> [TEXT SEGMENT]
----

Ford (NYSE: F  ) shareholders have been waiting for this one for a while: The Blue Oval's dividend is back.

Ford officials announced on Thursday that the recovering auto giant would be paying its shareholders $0.05 a share in the first quarter of 2012, its first dividend since September 2006. But despite the news, the stock closed lower as broader markets fell sharply on Thursday.

That market volatility raises a question: Given all of the economic uncertainty around the world, is the resumption of its dividend the right move for Ford now?

Premature? Or justified?
Ford managers -- and Ford's board of directors -- clearly think the time is right for a dividend. "The board believes it is important to share the benefits of our improved financial performance with our shareholders. We are pleased to reinstate a quarterly dividend, as it is an important sign of our progress in building a profitably growing company and our confidence in the future," Executive Chairman Bill Ford said in a statement.

----

> [RECORDS]
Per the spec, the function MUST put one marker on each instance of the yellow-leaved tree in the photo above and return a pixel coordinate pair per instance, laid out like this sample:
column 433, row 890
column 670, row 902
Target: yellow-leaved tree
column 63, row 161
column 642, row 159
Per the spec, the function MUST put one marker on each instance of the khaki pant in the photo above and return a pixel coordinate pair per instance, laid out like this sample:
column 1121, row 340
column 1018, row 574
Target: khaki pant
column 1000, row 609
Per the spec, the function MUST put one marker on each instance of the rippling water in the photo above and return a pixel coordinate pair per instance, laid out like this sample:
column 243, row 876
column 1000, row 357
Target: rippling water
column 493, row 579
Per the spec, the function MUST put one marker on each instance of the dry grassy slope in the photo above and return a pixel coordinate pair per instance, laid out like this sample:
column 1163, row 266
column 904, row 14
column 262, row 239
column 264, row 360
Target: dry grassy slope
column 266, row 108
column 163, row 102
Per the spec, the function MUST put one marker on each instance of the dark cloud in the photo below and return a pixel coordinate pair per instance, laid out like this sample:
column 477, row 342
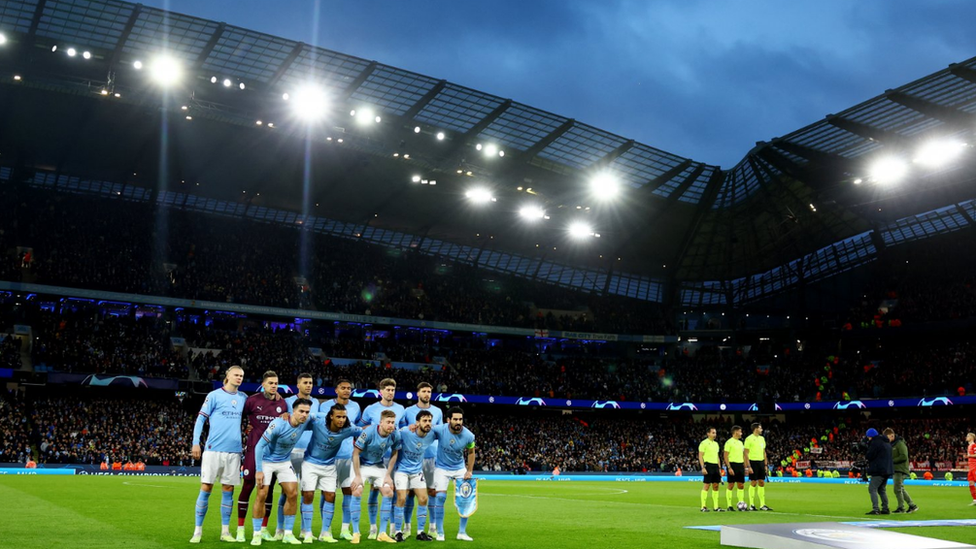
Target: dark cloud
column 700, row 79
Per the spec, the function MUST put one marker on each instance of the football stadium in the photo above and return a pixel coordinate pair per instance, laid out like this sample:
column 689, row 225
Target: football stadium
column 261, row 292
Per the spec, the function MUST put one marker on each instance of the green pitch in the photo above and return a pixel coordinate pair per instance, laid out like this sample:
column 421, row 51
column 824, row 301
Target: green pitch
column 150, row 512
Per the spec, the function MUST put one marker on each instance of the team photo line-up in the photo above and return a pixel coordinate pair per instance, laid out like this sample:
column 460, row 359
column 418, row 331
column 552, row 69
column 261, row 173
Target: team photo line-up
column 407, row 456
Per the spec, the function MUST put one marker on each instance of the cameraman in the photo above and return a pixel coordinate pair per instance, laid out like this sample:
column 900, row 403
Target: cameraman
column 880, row 469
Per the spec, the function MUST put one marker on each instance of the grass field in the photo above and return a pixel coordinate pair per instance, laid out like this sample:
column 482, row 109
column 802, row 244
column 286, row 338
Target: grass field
column 156, row 512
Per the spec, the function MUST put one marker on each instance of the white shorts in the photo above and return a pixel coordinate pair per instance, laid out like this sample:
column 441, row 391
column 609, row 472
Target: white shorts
column 409, row 481
column 223, row 465
column 344, row 472
column 443, row 476
column 285, row 471
column 297, row 458
column 429, row 472
column 318, row 477
column 373, row 475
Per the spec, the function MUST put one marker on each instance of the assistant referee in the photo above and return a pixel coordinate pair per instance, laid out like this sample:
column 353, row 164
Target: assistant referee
column 708, row 460
column 735, row 465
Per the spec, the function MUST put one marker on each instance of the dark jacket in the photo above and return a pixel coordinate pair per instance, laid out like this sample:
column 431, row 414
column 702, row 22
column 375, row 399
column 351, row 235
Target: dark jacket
column 899, row 455
column 879, row 457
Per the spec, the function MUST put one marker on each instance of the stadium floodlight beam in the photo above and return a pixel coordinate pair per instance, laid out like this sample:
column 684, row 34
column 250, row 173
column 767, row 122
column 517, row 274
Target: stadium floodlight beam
column 532, row 213
column 309, row 103
column 479, row 196
column 580, row 230
column 888, row 169
column 605, row 186
column 165, row 70
column 939, row 152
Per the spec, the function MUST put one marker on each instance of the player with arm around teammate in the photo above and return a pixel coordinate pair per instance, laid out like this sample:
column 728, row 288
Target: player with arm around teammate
column 222, row 457
column 329, row 433
column 424, row 392
column 455, row 461
column 409, row 475
column 273, row 457
column 367, row 465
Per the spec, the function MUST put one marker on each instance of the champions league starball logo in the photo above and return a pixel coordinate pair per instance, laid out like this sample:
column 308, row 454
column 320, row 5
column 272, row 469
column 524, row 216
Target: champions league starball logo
column 444, row 397
column 847, row 405
column 826, row 534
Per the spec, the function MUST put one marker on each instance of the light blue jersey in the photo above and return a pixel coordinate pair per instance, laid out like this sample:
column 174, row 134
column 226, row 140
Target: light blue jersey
column 413, row 447
column 224, row 411
column 410, row 417
column 278, row 441
column 325, row 444
column 303, row 441
column 353, row 412
column 372, row 446
column 371, row 415
column 450, row 451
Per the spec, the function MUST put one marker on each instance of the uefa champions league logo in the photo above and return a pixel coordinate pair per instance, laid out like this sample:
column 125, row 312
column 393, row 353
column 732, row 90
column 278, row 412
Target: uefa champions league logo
column 444, row 397
column 937, row 401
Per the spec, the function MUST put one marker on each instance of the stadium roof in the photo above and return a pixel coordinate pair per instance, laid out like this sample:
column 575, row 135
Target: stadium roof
column 98, row 117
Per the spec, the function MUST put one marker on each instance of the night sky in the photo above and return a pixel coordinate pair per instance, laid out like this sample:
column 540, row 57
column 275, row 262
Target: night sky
column 702, row 79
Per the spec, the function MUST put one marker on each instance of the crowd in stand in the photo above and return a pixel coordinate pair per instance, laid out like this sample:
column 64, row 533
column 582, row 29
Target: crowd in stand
column 93, row 431
column 14, row 431
column 111, row 244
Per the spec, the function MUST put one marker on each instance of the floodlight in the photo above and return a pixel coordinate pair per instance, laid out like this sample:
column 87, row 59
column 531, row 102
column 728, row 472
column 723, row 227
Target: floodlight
column 580, row 229
column 309, row 103
column 479, row 196
column 888, row 169
column 532, row 213
column 605, row 186
column 938, row 153
column 165, row 70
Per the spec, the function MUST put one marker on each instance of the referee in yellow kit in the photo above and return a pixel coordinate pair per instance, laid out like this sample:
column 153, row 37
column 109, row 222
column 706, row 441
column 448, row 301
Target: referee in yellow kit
column 708, row 460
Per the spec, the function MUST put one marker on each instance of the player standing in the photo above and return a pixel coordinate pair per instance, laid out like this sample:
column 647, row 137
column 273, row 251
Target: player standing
column 370, row 449
column 272, row 456
column 455, row 461
column 971, row 454
column 344, row 457
column 424, row 391
column 711, row 473
column 304, row 384
column 330, row 431
column 222, row 459
column 260, row 410
column 756, row 464
column 409, row 476
column 371, row 416
column 735, row 465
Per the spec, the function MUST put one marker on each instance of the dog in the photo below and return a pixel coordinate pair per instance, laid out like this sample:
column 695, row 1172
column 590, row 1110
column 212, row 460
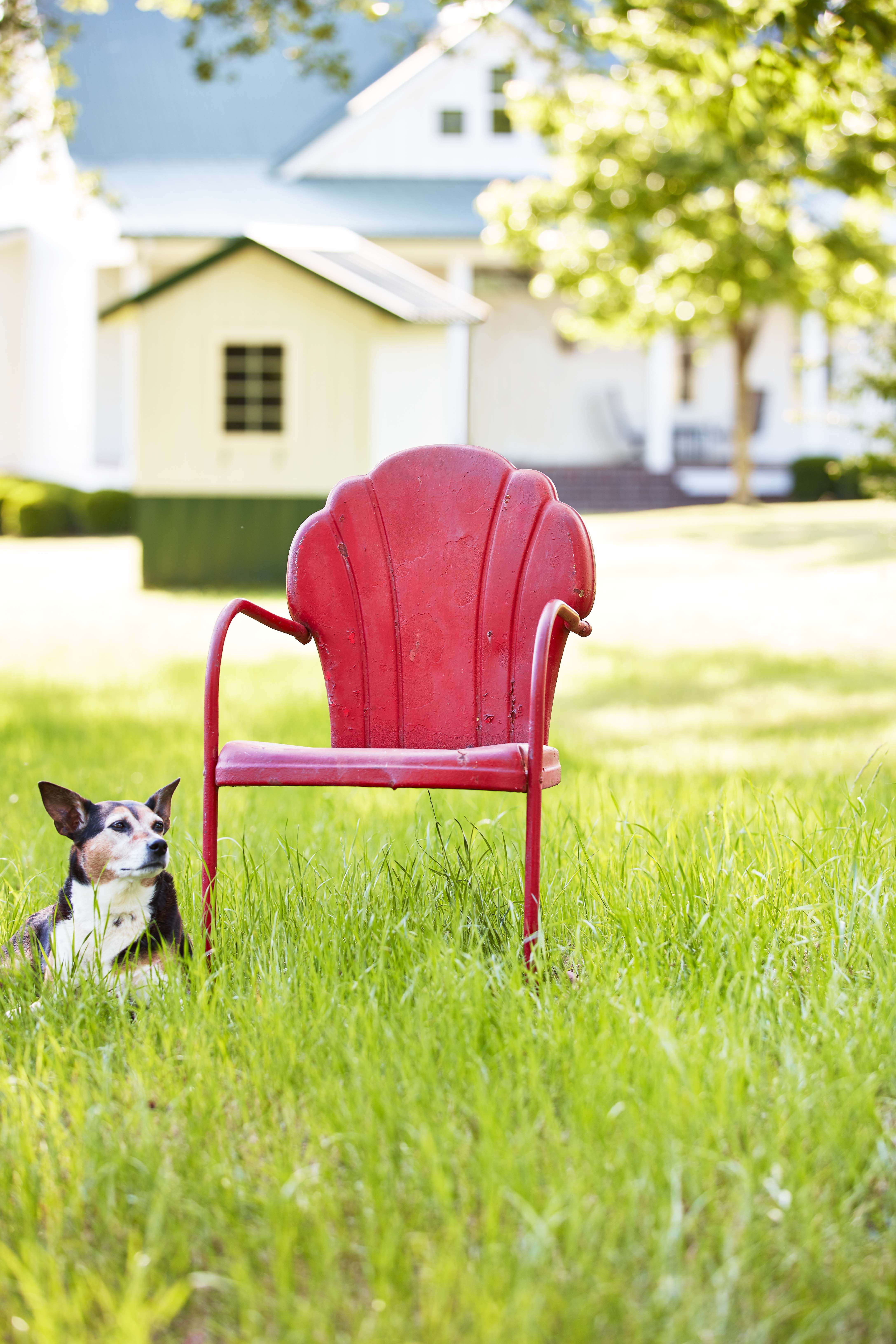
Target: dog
column 117, row 915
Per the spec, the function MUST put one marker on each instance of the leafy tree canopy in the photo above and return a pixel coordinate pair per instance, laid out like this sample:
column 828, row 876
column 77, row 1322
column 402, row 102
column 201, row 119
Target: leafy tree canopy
column 729, row 159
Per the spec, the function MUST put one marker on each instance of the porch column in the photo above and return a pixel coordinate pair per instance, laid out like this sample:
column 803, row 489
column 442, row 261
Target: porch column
column 460, row 273
column 661, row 375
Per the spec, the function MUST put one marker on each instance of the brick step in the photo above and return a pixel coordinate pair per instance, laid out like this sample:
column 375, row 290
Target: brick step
column 614, row 490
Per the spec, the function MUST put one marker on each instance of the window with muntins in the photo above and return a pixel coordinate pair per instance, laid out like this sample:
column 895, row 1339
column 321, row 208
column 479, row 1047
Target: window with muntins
column 253, row 389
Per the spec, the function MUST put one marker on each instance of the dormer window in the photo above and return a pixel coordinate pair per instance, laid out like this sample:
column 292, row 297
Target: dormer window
column 253, row 389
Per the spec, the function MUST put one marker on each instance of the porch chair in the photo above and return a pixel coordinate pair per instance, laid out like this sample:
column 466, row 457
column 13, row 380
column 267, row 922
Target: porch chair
column 440, row 592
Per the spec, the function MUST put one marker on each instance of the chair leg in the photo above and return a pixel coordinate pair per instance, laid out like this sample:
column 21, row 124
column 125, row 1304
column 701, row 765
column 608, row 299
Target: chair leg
column 210, row 851
column 532, row 871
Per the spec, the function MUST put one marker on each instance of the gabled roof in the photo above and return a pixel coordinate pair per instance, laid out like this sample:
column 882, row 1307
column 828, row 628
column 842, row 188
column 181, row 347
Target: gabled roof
column 457, row 23
column 350, row 261
column 139, row 97
column 222, row 198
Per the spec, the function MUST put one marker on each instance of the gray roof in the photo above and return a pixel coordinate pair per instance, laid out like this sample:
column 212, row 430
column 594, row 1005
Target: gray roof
column 221, row 198
column 350, row 261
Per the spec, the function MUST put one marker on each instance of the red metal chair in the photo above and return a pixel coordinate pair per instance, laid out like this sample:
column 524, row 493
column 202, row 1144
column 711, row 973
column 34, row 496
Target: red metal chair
column 439, row 591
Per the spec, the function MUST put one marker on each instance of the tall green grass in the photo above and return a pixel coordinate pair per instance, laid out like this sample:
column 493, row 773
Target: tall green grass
column 366, row 1124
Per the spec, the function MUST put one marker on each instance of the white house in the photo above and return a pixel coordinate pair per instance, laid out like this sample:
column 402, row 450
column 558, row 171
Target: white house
column 400, row 165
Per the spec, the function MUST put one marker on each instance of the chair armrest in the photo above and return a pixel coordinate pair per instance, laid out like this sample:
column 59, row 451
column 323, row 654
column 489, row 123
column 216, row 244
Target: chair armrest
column 554, row 612
column 240, row 607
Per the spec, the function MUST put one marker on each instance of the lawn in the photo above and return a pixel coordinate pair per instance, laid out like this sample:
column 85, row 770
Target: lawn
column 366, row 1124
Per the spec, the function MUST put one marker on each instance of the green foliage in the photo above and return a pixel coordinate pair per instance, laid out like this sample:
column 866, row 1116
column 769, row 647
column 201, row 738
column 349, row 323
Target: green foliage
column 107, row 513
column 683, row 187
column 41, row 509
column 875, row 475
column 820, row 478
column 35, row 509
column 365, row 1124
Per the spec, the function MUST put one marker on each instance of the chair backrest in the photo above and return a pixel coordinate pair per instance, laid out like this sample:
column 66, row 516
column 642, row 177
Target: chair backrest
column 424, row 584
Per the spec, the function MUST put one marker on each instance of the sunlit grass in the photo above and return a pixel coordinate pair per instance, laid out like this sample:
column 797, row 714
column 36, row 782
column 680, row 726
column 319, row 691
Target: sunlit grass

----

> [GIVEN PROBLEM]
Resume the article on Ford reinstating its dividend, starting right after its final sentence. The items aren't needed for this.

> [TASK RESULT]
Put another way, the folks who run Ford think of this as another milestone on the company's road back to blue chip status, and they think it's a milestone the company can now afford. CFO Lewis Booth estimated that the dividend would cost the company about $200 million a quarter and said that Ford ran "stress tests" to ensure that the dividend would be sustainable even through another significant economic downturn.

Booth and CEO Alan Mulally have consistently erred on the side of financial prudence throughout Ford's turnaround, so I think it's reasonable to take them at their word now. The level of auto sales Ford needs to break even, at least in its core market of North America, is far lower than it was even a few years ago thanks to aggressive restructuring and a move toward higher-quality products that compete well with Toyota (NYSE: TM  ) and Honda (NYSE: HMC  ) and command better prices. Mulally and Booth have consistently said that their goal has been to get Ford's costs and margins such that the company would continue to be profitable even through a severe recession, and recent signs suggest that the company is at least close to that goal.

And really, $0.05 is a modest dividend -- annualized, it'll give a yield of less than 2% at current share prices -- though it's likely to rise over time. But for some shareholders, it's a big, big deal.

So is this about Ford's credit rating?
One reader asked me this morning whether I thought this was a play to improve the company's credit rating, which currently stands just one notch below investment grade. I don't: I think Ford had been signaling a return of its dividend in 2012 for some time, so Thursday's news shouldn't have been a surprise to analysts. (If anything, the added costs might delay the upgrade a bit.)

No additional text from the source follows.